**Records from a data source:**
[Start of Attachment]

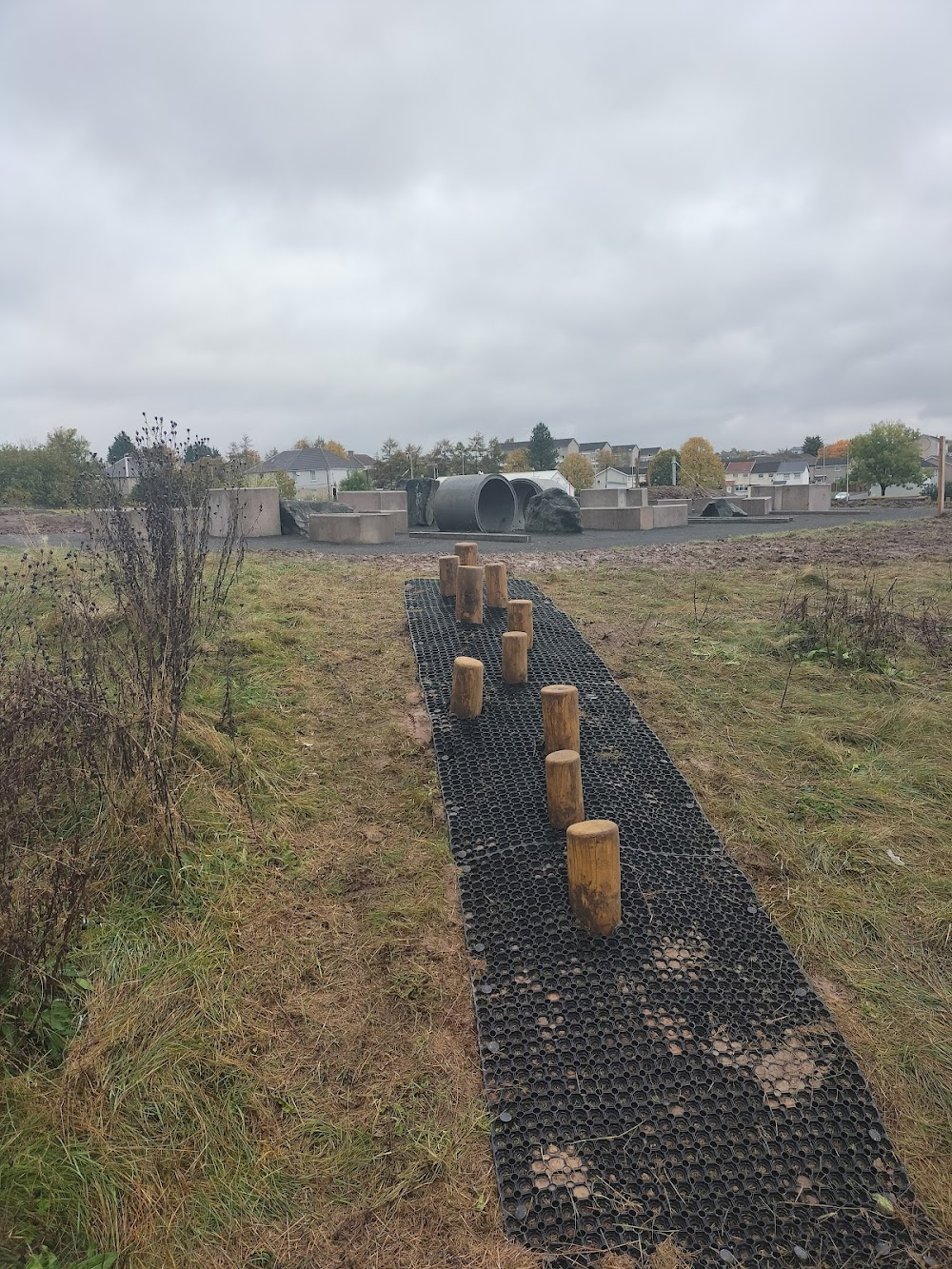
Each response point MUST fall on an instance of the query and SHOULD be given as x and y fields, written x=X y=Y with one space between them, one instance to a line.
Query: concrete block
x=620 y=519
x=362 y=526
x=259 y=514
x=669 y=515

[End of Attachment]

**Exercise directions:**
Restate the entries above word for word, minus the pictures.

**Exercise response:**
Each response point MUST fall on an instance of the query and SHOULD be given as x and y fields, written x=X y=Y with one space between them, one instance to a line.
Query: concrete block
x=620 y=519
x=362 y=526
x=259 y=514
x=669 y=515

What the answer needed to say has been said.